_STATED TASK_.
Copy every item below word for word, keeping each line as it is.

-.-.-

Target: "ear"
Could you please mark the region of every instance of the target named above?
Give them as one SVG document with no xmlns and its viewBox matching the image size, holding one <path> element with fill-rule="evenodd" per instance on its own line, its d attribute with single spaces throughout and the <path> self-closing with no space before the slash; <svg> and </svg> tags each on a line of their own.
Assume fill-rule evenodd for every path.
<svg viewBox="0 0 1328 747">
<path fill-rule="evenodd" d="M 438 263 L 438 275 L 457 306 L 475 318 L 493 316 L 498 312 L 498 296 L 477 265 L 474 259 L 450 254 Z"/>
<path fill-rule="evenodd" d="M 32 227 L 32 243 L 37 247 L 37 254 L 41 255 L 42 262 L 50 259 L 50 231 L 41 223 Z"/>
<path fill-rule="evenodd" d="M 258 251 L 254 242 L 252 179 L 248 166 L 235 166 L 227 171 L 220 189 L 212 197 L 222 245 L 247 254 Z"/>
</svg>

-.-.-

_TASK RESPONSE_.
Target: "ear"
Could you please mark the region of every instance of the target named above?
Give them as one SVG document with no xmlns and its viewBox matching the image size, holding one <path> element with fill-rule="evenodd" per instance on its own line, its d attribute with single spaces throughout and the <path> self-closing with no space before the slash; <svg> and </svg> tags each on a line of their own.
Assume fill-rule evenodd for every path.
<svg viewBox="0 0 1328 747">
<path fill-rule="evenodd" d="M 438 263 L 438 275 L 457 306 L 475 318 L 493 316 L 498 312 L 498 296 L 477 265 L 474 259 L 450 254 Z"/>
<path fill-rule="evenodd" d="M 32 227 L 32 243 L 37 247 L 37 254 L 41 255 L 42 262 L 50 259 L 50 231 L 41 223 Z"/>
<path fill-rule="evenodd" d="M 258 251 L 254 242 L 252 179 L 248 166 L 235 166 L 227 171 L 220 189 L 212 197 L 222 245 L 247 254 Z"/>
</svg>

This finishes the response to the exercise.